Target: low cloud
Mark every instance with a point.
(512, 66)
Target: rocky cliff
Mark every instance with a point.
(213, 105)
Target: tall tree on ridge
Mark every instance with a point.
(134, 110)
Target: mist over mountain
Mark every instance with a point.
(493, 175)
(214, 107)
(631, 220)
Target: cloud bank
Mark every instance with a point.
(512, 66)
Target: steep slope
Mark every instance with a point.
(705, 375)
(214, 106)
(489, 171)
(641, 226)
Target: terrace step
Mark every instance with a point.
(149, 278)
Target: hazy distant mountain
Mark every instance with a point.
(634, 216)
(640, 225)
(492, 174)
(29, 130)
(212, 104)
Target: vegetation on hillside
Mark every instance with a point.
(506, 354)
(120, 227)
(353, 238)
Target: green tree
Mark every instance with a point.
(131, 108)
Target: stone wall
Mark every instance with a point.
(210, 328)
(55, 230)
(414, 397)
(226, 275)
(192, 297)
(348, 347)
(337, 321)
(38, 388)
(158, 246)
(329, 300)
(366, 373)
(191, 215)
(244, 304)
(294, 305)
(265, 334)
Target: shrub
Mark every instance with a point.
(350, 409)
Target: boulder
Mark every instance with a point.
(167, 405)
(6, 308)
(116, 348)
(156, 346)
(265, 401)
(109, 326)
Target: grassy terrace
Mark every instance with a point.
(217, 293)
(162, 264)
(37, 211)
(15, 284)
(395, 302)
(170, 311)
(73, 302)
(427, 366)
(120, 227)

☆ ☆ ☆ ☆ ☆

> **Aim**
Reproduce all of the entries above line for line, with no change to any wording or number.

> **Solution**
Target: low cloud
Mark every instance with a point.
(512, 66)
Target: rocky cliff
Mark every instance with a point.
(213, 105)
Target: tall tree on ridge
Mark every instance with a point.
(134, 110)
Target: mist over mountain
Mark every instance with a point.
(493, 175)
(214, 107)
(631, 220)
Target: cloud bank
Mark every instance with a point.
(512, 66)
Target: steep slope
Mark every instance with a point.
(705, 375)
(214, 106)
(489, 171)
(641, 226)
Target: terrace step
Mark every instance with a point.
(149, 278)
Target: hazy distant mountain
Mark every instance with a point.
(634, 216)
(640, 225)
(492, 174)
(29, 130)
(212, 104)
Target: vegetation on hillside
Mark every instance with a point.
(506, 354)
(120, 227)
(353, 238)
Target: green tree
Mark every instance with a point.
(131, 108)
Target: stone wall
Mark every instance with a point.
(210, 328)
(55, 230)
(414, 397)
(226, 275)
(192, 297)
(348, 347)
(337, 321)
(38, 388)
(158, 246)
(329, 300)
(366, 373)
(191, 215)
(244, 304)
(294, 305)
(265, 334)
Target: shrub
Mark every instance with a point.
(350, 409)
Target: boulder
Mark every instance with a point.
(167, 405)
(6, 308)
(116, 348)
(156, 346)
(265, 401)
(109, 326)
Target: grassy terrace
Mark every instance with a point.
(217, 293)
(162, 264)
(37, 211)
(15, 284)
(395, 302)
(170, 311)
(73, 302)
(427, 366)
(120, 227)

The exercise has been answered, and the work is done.